* **EXERCISE**: Where the string "eyebrow" shows up in a line of the records, copy that line.

(Stored records)
-.-.-

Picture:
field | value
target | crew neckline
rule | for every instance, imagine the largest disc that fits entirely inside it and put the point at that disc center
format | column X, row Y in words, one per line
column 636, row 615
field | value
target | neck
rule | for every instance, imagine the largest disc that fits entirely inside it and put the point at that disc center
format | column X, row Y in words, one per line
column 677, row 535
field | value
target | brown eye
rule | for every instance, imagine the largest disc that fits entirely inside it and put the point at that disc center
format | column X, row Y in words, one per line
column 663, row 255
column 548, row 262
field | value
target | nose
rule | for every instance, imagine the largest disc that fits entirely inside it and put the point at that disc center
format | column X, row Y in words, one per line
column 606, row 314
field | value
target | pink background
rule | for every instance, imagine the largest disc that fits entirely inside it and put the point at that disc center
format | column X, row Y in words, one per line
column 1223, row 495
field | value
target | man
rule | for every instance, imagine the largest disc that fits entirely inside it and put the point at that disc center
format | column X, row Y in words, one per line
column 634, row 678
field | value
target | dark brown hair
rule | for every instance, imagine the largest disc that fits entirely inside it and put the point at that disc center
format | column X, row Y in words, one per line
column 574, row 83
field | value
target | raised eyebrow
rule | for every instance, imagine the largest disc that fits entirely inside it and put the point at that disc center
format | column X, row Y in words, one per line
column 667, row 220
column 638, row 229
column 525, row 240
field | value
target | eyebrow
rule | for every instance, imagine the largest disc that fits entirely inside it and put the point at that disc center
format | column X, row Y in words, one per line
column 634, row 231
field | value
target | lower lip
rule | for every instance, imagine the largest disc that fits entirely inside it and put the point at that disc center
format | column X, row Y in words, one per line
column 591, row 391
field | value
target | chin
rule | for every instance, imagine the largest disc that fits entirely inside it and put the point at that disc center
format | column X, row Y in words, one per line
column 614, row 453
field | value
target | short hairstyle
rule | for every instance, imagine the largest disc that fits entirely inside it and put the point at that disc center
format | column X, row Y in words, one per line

-.-.-

* **EXPECTED ANSWER**:
target | raised eyebrow
target | eyebrow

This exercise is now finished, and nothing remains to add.